_Direction_
Omit the pictures and output every entry below exactly as written.

───── Entries supplied

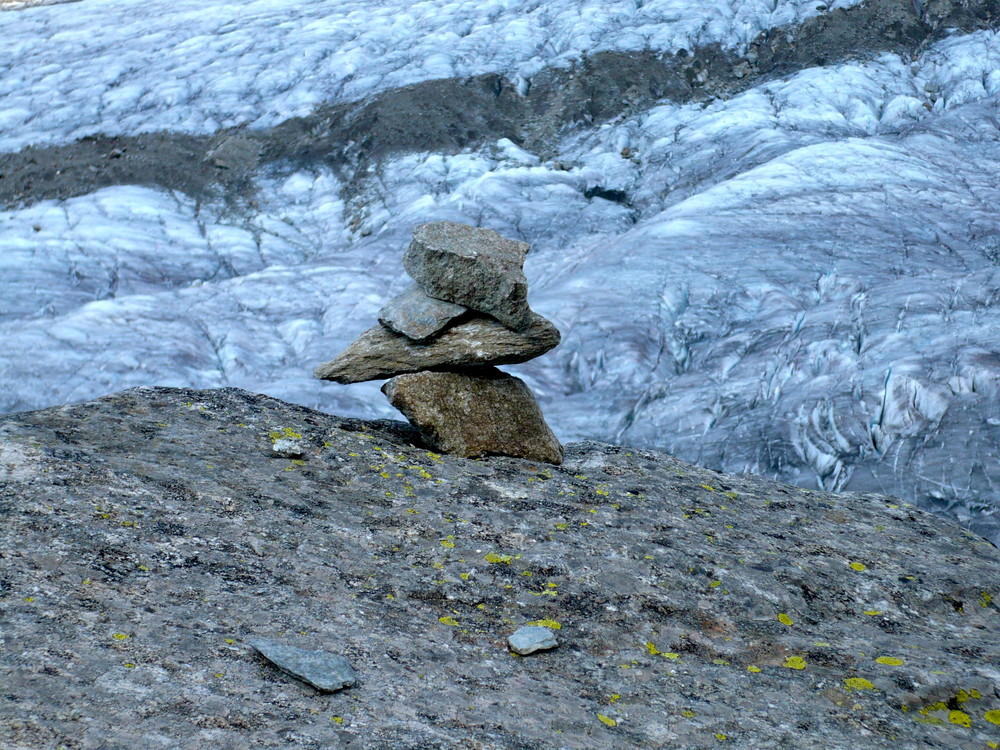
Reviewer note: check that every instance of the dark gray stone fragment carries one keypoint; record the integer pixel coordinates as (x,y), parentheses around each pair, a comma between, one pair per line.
(417,316)
(324,671)
(531,638)
(380,353)
(488,413)
(287,448)
(471,266)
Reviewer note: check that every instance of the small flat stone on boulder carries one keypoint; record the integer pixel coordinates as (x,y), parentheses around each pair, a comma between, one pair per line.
(531,638)
(471,266)
(380,353)
(417,316)
(475,414)
(324,671)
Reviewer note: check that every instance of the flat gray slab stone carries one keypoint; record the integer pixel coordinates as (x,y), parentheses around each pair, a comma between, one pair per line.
(471,266)
(380,353)
(417,316)
(491,413)
(531,638)
(324,671)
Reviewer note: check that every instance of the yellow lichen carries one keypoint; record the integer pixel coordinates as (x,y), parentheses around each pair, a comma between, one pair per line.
(795,662)
(892,661)
(858,683)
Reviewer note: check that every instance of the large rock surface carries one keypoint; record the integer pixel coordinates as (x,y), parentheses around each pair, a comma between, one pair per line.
(475,414)
(379,353)
(150,536)
(471,266)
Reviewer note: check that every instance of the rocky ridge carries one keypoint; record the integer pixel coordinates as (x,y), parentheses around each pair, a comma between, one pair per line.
(152,536)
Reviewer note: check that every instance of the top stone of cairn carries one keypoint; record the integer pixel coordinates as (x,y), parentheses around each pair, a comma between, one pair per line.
(471,266)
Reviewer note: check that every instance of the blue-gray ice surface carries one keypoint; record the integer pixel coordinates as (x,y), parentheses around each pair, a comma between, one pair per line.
(804,282)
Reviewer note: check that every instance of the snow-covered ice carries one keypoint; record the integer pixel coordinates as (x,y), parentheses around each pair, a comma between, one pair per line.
(800,281)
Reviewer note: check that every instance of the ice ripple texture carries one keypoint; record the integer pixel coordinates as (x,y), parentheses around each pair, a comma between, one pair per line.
(801,283)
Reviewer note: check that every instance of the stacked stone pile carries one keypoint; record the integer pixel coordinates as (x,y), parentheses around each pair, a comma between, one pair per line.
(439,340)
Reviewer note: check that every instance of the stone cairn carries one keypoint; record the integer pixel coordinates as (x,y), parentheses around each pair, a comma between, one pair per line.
(439,339)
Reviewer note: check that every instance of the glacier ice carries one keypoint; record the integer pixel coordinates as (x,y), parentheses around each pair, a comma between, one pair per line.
(800,280)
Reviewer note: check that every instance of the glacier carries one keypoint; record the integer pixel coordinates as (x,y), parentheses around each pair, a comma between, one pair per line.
(797,277)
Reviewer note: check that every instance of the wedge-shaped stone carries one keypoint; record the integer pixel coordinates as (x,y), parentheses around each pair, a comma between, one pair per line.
(380,353)
(486,413)
(324,671)
(417,316)
(471,266)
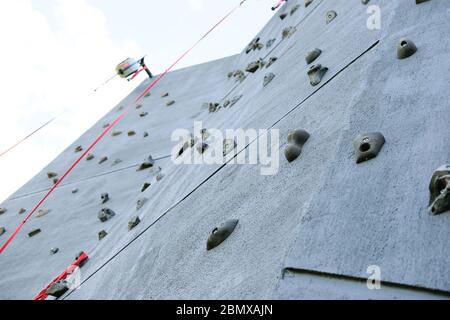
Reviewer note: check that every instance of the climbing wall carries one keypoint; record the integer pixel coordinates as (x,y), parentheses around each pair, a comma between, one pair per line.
(310,231)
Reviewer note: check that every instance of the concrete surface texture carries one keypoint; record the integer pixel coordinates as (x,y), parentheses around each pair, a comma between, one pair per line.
(310,231)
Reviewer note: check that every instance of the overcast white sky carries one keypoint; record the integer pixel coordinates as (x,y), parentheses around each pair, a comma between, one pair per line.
(54,53)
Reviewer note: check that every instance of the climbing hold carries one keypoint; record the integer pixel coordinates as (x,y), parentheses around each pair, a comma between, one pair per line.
(316,73)
(312,55)
(331,15)
(367,146)
(104,197)
(292,152)
(294,9)
(440,191)
(51,174)
(103,159)
(254,66)
(42,212)
(82,263)
(288,32)
(133,222)
(296,140)
(201,147)
(102,234)
(140,203)
(105,214)
(145,186)
(267,78)
(116,162)
(228,146)
(270,42)
(57,289)
(148,163)
(298,137)
(34,232)
(272,60)
(239,75)
(406,48)
(219,234)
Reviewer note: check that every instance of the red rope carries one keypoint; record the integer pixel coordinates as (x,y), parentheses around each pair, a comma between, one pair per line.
(107,129)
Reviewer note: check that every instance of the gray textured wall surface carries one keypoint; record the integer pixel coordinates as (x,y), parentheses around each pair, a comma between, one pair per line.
(309,231)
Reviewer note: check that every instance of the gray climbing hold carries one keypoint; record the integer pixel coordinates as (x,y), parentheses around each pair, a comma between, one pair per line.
(201,147)
(133,222)
(270,43)
(140,203)
(331,15)
(116,162)
(51,174)
(367,146)
(219,234)
(57,289)
(105,214)
(42,212)
(312,55)
(316,73)
(440,191)
(254,66)
(148,163)
(145,186)
(296,140)
(34,232)
(288,32)
(294,9)
(104,197)
(228,146)
(103,159)
(268,78)
(102,234)
(406,48)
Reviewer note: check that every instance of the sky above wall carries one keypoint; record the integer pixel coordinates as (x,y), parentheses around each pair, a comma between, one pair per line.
(55,53)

──────────

_Exercise response_
Reviewer note: check that every instance of the dark gray stone fragment carries one keypoint; record the integer pixel coordinates as (x,y), parentheses around each pair, a comma between, one pair per line.
(417,316)
(324,671)
(531,638)
(380,353)
(488,413)
(287,448)
(471,266)
Reviewer note: check that every instance of the small flat stone on boulder carries one keypoint; record the integer pixel coordinates as (x,y), parentheses around each pair, a comma between, one pair per line.
(531,638)
(471,266)
(380,353)
(417,316)
(475,414)
(324,671)
Reviewer note: check that every instance of the flat gray slab stone carries one keypoint; record the integer pixel coordinates as (x,y), parentheses around each pair, a comma between, one pair per line.
(471,266)
(380,353)
(417,316)
(491,413)
(531,638)
(324,671)
Reviewer note: check that every instance of the yellow lichen carries one keypoint; record the integer pixel coordinates as (x,y), parentheses around each pair, a comma between, one pair per line.
(795,662)
(892,661)
(858,683)
Reviewer note: check that every instance of the large rock surface carries one keypoint; record the integer pixel coordinates as (x,y), parentheses around each pair, a comma between, one pair per line.
(475,414)
(379,353)
(150,536)
(471,266)
Reviewer note: check that every instance of the rocky ridge carries one keypoint; record the integer pixel coordinates as (x,y), parentheses around each pair, a comma between, one pair per line.
(152,536)
Reviewer note: check that every instance of the top stone of cairn carries one keypoint; record the integer pixel coordinates as (x,y), parentheses around each pair, a comma between, one pair per line.
(471,266)
Reviewer note: check that every instance of the blue-gray ice surface carries one keypoint; record the integer pixel coordinates as (x,y), parentheses around each pair, a comma between, one pair per line.
(804,282)
Reviewer note: check that every instance of the snow-covered ice carries one keypoint; record the integer pixel coordinates as (x,y), parentheses around each pair, a comma between, one pair per line.
(800,281)
Reviewer note: check that every instance of the ice ripple texture carries one keypoint; record the integer pixel coordinates as (x,y), parentheses around each pair, a comma between, one pair per line.
(801,283)
Reviewer note: check that every instance of the stacked stone pile carries one keypoint; record the integer pixel coordinates as (x,y), parentheses around each pair, a comma between, one pair per line.
(439,340)
Reviewer note: check that every instance of the stone cairn carries one keypoint; record the integer pixel coordinates as (x,y), parentheses around each pair, a comma between, one pair per line.
(439,339)
Reviewer note: check that every instance of the glacier ice carries one keypoint; record the integer pixel coordinates as (x,y), parentheses around each pair, a comma between, one pair per line.
(800,280)
Reviewer note: check that every instance of the glacier carries one keypoint; record the integer pixel coordinates as (x,y), parentheses around each pair, a comma between, one pair per line.
(797,277)
Reviewer note: check that every instance of the wedge-shaped stone carries one keypoint; record the integer pixel coordinates as (x,y), parentheses around each pair, a comma between, one pair per line.
(380,353)
(486,413)
(324,671)
(417,316)
(471,266)
Reviewer note: check that every instance of the climbing wall carries one keypoint; record the integer pixel coordinates as (x,y), parentheses around each pair, a comma between, one pair per line.
(310,231)
Reviewer note: check that every instance of the concrete surface texture carries one keypoint; record the integer pixel coordinates as (x,y), parentheses around each pair, a comma between, one pair per line.
(310,231)
Reviewer note: check that every instance of the overcast white sky carries one keypoint; record the integer pixel coordinates as (x,y), parentheses around each pair, a comma between, one pair per line.
(54,53)
Reviewer note: check that every instance of the climbing hold carries one keypoint; record the integer pixel coordinates as (x,y), parentheses around each pair, a comma between, one pair per line.
(316,73)
(312,55)
(331,15)
(367,146)
(104,197)
(292,152)
(294,9)
(440,191)
(51,174)
(103,159)
(254,66)
(42,212)
(82,263)
(288,32)
(133,222)
(296,140)
(201,147)
(102,234)
(140,203)
(105,214)
(145,186)
(267,78)
(116,162)
(228,146)
(270,42)
(57,289)
(148,163)
(298,137)
(34,232)
(272,60)
(239,75)
(406,48)
(219,234)
Reviewer note: check that every instance of the red rope carries one keypoint; record the integer pixel coordinates as (x,y), parentheses around each pair, a comma between, one pair per line.
(107,129)
Reviewer note: check that every instance of the gray textured wall surface carries one keypoint; record the integer pixel coordinates as (x,y), parentheses around each pair, a comma between, one pair per line.
(309,231)
Reviewer note: check that every instance of the gray climbing hold carries one keypoint; record the integer pixel coordinates as (x,y), parentheses around each pair, a comma between, one pair per line.
(201,147)
(133,222)
(270,43)
(140,203)
(331,15)
(116,162)
(51,174)
(367,146)
(219,234)
(57,289)
(105,214)
(42,212)
(312,55)
(316,73)
(440,191)
(254,66)
(148,163)
(145,186)
(296,140)
(34,232)
(288,32)
(294,9)
(104,197)
(228,146)
(103,159)
(268,78)
(102,234)
(406,48)
Reviewer note: check that every instance of the sky above wall carries one keypoint; record the integer pixel coordinates as (x,y), parentheses around each pair, a comma between, one pair per line.
(55,53)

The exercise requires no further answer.